Return each line of the data below exactly, omitting any pictures.

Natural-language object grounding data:
*-*-*

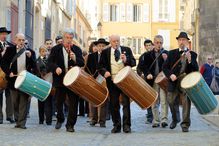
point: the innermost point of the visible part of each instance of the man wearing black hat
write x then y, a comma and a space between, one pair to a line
112, 60
3, 47
187, 63
91, 68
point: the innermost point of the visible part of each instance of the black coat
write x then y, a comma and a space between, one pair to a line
173, 56
146, 67
105, 63
92, 64
56, 59
7, 59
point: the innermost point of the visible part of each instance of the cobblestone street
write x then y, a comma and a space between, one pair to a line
202, 133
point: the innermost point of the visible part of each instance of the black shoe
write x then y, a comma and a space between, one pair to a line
127, 129
93, 123
116, 130
58, 125
155, 125
70, 129
173, 125
164, 124
185, 129
102, 125
10, 120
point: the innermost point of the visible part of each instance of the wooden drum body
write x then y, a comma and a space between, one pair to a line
135, 87
32, 85
85, 86
199, 93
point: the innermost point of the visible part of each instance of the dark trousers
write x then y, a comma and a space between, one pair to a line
45, 109
102, 114
115, 92
186, 105
9, 106
61, 93
20, 102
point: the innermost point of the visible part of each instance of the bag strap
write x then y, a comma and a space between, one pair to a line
17, 55
155, 60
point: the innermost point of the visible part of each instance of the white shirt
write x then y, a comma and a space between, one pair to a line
65, 55
115, 66
21, 62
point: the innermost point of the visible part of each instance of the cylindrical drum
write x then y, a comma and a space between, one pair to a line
162, 81
3, 81
199, 93
135, 87
32, 85
85, 86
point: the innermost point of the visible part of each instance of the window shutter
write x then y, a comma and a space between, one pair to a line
145, 12
155, 10
172, 10
129, 12
122, 12
105, 12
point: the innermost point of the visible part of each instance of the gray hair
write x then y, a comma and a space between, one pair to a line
68, 31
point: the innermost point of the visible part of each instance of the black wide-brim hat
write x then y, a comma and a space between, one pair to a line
101, 41
4, 29
183, 35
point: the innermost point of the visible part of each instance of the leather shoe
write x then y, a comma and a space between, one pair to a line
93, 123
164, 124
10, 120
58, 125
127, 129
173, 125
185, 129
116, 130
155, 125
70, 129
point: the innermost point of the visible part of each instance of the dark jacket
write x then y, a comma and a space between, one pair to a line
105, 63
56, 59
146, 67
7, 59
173, 56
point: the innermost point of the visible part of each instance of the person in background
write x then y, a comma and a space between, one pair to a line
206, 69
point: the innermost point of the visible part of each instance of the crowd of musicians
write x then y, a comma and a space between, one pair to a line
107, 59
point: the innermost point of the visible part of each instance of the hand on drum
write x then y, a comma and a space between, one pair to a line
58, 71
11, 75
28, 53
123, 57
188, 56
107, 74
173, 77
149, 77
72, 56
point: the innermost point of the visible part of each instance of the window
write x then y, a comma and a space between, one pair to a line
163, 10
114, 10
137, 9
136, 45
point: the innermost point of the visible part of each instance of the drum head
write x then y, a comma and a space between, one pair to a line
20, 79
71, 76
191, 80
122, 74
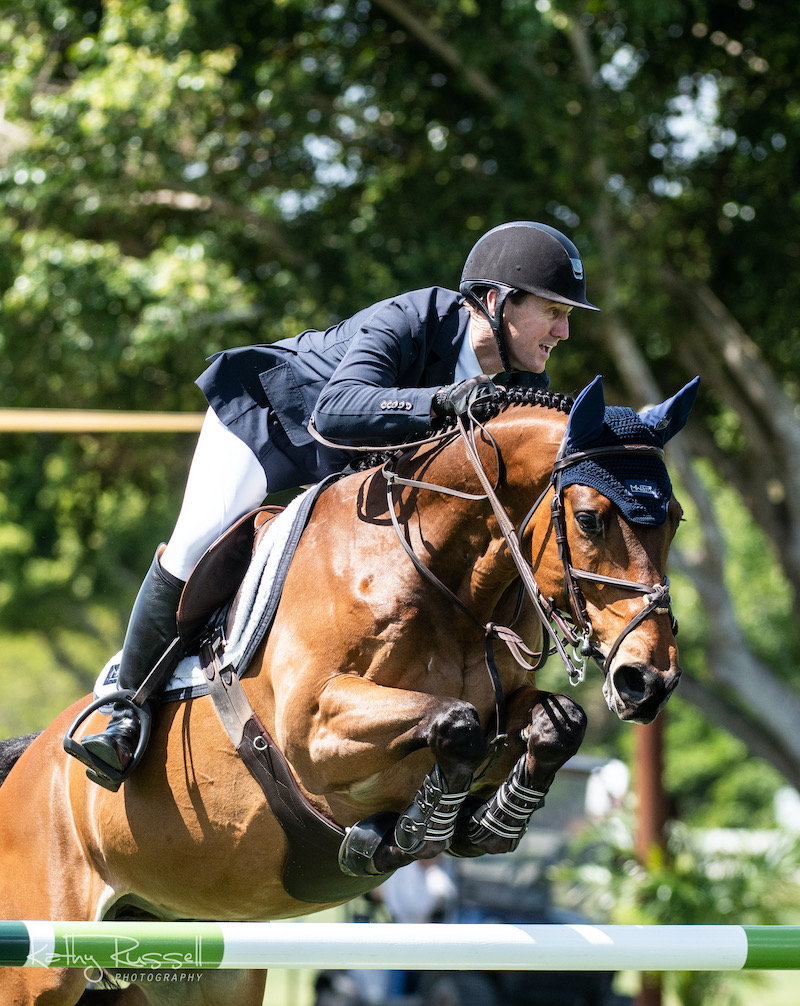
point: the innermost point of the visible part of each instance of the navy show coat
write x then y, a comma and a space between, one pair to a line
369, 379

*-*-*

SOLUTION
point: the innermost point of the visible part of each instance of the man wearing black hat
write x then y, a comma and a space between, one pair to a line
112, 60
3, 47
187, 63
91, 68
point: the innermost point of the visible part of each instance of the black coat
write x then y, a comma and a space between, one pair to a line
173, 56
146, 67
105, 63
92, 64
56, 59
7, 59
point: the innermost point of the visible part of each instance of the cobblestone street
write x then y, a comma and a space between, one pair to a line
202, 133
point: the innermost point of the visible part of each instance of the black shoe
write x then y, a comma and a space between, one pair to a line
127, 129
93, 123
116, 130
58, 125
155, 125
70, 129
173, 125
164, 124
185, 129
102, 125
10, 120
point: the innermost point of the visible part of each instance of the wooden drum body
write x then y, a comma and a space between, one pair to a line
135, 87
32, 85
85, 86
199, 93
point: the innermost point of the visible part of each instance of the dark trousers
write x then y, a comma and a space between, one pair to a line
45, 109
102, 114
115, 92
186, 105
9, 106
61, 93
20, 102
point: the innermost point of the visible part of each instance of the bag strap
write x then y, a comma and a space between, one pair to a line
17, 55
155, 60
point: the innermost point of the visible part of each instance of the white shirt
write x then y, a comma and a space between, one pair to a line
65, 55
115, 66
21, 62
point: the innermost point of the visible part of each instance of the cylindrical drum
write x then y, a comma and a space between, one pair to a line
162, 81
3, 81
199, 93
135, 87
32, 85
85, 86
point: the innermost point of the visible part of each instance of the window shutter
write x then y, a comma and a space between, one pair to a line
145, 12
155, 10
172, 10
129, 12
122, 12
105, 12
point: the innermost point of the visible part of each instance of the gray hair
write x then y, a comma and a space between, one pair to a line
68, 31
point: the innermost point of the visible part of each instance of the black wide-brim hat
write x then y, a comma and a space between, one pair to a line
101, 41
4, 29
183, 35
point: the innermost point of the visible part of each instance of the leather shoe
write x then y, a comma and a space between, one pair to a line
93, 123
164, 124
10, 120
58, 125
127, 129
173, 125
185, 129
116, 130
155, 125
70, 129
point: the innermost point of the visible part of each instance of the dark jacket
write x then y, a comma and a space between, one pair to a line
105, 63
56, 59
146, 67
7, 59
173, 56
point: the innermost point of the visible part of each instance of the person in background
write x then y, a comma and a space between, one pair to a line
206, 69
point: the innermost point of the visible part of each instance of the crowd of musicians
write x then y, a comma and a space between, one pair to a line
107, 59
point: the innermost point of the visible part of each instance of the hand on drum
write x then y, a comma and a space between, one pair to a line
58, 71
11, 75
28, 53
123, 57
188, 56
107, 74
173, 77
149, 77
72, 56
point: the innermost point of the visible part of each instance of the window
write x then y, a comma and a space between, one pair to a line
163, 10
114, 10
137, 9
136, 45
point: the innermost point of the visible part of each instance of the drum head
write x then y, a comma and a space between, one pair to a line
20, 79
71, 76
191, 80
122, 74
point: the innermost point of the visible part of each instance of the navy show coat
write x then y, a comma and a space between, one pair to a line
369, 379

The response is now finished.